### BRIEF
Put the lines of the records into a numbered list, starting at the line that contains "Expected: for every instance of the decaying" and running through the end of the records, and leave out any blank lines.

### GIVEN DATA
:::::

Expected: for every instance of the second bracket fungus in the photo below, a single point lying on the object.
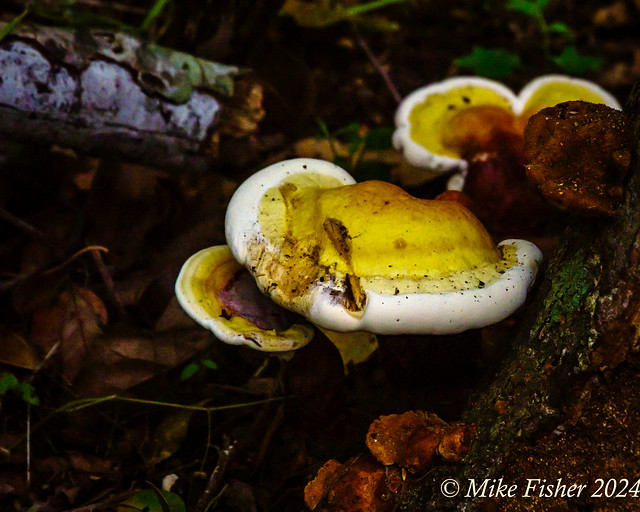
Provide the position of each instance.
(439, 124)
(368, 256)
(476, 126)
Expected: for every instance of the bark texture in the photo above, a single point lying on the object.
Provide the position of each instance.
(562, 405)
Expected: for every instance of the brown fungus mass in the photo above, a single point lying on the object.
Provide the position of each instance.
(417, 440)
(359, 485)
(578, 153)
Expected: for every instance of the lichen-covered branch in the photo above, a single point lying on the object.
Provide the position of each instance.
(111, 94)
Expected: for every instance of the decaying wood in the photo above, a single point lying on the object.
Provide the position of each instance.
(110, 94)
(574, 358)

:::::

### SOLUTION TO THIS TASK
1. Expected: for every instance of the decaying wood in the photo above, a single point lying on the object.
2. Provide the position of each instance.
3. (110, 94)
4. (574, 358)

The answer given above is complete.